__Work instructions__. Render everything from the line containing "seg: rocky cliff face" down to the line containing "Give the mask of every instance of the rocky" as a JSON list of strings, one string per line, leaving out blank lines.

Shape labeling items
<<<<
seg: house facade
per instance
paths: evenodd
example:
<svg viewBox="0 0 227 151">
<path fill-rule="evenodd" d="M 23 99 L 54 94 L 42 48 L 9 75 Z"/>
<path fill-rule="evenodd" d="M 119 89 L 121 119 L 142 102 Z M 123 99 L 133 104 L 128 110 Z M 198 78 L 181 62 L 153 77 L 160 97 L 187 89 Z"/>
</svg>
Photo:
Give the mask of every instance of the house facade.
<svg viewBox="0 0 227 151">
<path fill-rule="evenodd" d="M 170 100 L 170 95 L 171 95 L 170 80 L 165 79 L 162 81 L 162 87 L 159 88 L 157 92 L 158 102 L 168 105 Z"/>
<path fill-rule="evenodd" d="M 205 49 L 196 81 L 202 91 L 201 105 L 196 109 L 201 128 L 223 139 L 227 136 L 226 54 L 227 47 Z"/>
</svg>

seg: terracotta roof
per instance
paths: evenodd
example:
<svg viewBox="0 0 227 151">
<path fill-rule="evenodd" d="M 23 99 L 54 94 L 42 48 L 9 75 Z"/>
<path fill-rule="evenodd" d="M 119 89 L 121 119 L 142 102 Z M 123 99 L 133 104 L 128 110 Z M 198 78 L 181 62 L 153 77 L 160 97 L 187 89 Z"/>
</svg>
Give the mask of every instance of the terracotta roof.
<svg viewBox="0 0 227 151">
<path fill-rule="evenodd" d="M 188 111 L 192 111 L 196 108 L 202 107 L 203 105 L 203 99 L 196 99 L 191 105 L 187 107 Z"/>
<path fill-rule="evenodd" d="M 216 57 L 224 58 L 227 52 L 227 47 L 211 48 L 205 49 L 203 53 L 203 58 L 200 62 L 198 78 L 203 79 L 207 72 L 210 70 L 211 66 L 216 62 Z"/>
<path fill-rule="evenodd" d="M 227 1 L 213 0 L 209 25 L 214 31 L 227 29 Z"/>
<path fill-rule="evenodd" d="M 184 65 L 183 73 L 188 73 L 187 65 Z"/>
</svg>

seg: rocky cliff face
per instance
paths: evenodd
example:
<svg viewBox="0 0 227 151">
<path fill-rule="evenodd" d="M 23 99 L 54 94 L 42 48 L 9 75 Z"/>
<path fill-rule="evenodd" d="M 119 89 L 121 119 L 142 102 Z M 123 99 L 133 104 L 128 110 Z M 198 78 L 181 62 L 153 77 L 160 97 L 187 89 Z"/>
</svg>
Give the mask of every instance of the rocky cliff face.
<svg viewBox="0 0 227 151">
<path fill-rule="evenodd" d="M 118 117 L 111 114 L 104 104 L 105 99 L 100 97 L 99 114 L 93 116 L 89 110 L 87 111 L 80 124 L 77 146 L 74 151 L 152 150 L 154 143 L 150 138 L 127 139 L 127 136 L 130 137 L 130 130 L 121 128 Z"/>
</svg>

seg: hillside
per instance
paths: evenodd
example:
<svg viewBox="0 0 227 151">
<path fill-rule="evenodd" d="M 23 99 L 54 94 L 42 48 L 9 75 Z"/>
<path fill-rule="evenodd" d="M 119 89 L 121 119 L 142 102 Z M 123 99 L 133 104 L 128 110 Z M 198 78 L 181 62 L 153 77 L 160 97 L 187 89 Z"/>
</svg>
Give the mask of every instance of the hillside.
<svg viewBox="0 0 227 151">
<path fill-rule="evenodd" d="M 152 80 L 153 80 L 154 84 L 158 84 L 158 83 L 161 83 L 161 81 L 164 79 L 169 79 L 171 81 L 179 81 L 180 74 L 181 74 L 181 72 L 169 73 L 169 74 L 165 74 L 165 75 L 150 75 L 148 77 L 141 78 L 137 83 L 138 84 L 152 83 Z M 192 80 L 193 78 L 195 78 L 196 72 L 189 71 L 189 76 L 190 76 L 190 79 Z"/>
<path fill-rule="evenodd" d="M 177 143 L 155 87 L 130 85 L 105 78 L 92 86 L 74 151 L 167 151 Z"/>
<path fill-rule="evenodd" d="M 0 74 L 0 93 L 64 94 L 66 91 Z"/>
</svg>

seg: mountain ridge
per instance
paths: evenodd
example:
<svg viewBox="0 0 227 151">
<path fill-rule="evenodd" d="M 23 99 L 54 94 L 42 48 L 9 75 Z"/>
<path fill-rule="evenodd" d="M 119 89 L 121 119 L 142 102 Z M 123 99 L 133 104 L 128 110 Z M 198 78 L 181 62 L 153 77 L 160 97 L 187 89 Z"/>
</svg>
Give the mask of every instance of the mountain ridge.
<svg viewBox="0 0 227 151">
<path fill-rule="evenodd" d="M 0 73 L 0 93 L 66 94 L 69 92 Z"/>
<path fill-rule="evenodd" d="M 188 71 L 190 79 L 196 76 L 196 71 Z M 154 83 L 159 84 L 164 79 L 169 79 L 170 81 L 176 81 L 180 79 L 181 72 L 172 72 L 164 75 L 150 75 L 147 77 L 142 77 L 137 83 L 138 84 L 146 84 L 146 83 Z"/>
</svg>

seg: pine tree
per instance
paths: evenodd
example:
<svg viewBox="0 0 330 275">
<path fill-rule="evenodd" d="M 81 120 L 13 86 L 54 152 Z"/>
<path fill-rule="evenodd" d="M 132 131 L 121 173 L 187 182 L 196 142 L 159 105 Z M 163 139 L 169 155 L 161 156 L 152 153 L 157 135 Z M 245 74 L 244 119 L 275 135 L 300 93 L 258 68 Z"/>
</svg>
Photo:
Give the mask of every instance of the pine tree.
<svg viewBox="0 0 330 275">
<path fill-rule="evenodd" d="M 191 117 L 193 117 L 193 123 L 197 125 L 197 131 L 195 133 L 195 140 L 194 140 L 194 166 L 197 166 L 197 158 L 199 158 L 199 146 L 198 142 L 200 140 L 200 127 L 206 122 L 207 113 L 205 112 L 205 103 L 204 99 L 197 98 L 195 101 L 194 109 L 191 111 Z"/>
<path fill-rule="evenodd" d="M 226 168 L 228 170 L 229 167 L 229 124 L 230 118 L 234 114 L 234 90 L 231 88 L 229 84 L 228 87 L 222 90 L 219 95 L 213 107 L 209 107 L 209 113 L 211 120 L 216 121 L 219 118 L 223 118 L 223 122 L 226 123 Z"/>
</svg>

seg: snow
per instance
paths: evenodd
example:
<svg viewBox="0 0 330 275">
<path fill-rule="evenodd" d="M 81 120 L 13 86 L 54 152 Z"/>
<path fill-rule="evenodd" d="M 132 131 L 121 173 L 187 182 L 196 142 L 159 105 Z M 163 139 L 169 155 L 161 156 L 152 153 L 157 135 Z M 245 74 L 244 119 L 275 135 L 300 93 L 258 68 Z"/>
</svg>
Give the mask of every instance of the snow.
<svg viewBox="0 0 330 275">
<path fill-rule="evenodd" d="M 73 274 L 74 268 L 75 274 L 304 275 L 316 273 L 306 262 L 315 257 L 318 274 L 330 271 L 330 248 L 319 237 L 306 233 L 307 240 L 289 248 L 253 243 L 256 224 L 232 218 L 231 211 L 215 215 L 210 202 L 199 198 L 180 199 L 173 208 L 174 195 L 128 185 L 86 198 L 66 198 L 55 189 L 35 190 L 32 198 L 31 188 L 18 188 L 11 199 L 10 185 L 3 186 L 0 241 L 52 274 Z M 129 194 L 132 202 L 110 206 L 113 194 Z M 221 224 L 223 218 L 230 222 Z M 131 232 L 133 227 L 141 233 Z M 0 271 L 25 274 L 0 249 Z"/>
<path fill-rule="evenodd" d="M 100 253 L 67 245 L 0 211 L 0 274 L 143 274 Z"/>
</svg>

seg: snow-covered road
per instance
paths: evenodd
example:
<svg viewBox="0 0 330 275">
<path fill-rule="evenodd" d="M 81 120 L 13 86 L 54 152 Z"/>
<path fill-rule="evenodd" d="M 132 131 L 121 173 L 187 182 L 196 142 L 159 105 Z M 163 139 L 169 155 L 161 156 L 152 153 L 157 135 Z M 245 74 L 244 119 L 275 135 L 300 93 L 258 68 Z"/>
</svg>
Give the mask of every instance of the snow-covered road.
>>>>
__Correct response__.
[
  "seg: rocky cliff face",
  "per instance",
  "paths: evenodd",
  "example:",
  "<svg viewBox=\"0 0 227 151\">",
  "<path fill-rule=\"evenodd\" d=\"M 23 99 L 54 94 L 42 48 L 9 75 Z\"/>",
  "<path fill-rule=\"evenodd\" d=\"M 119 89 L 121 119 L 142 102 Z M 123 99 L 133 104 L 128 110 Z M 198 78 L 181 62 L 153 77 L 160 97 L 187 89 Z\"/>",
  "</svg>",
  "Give the mask of every instance of the rocky cliff face."
]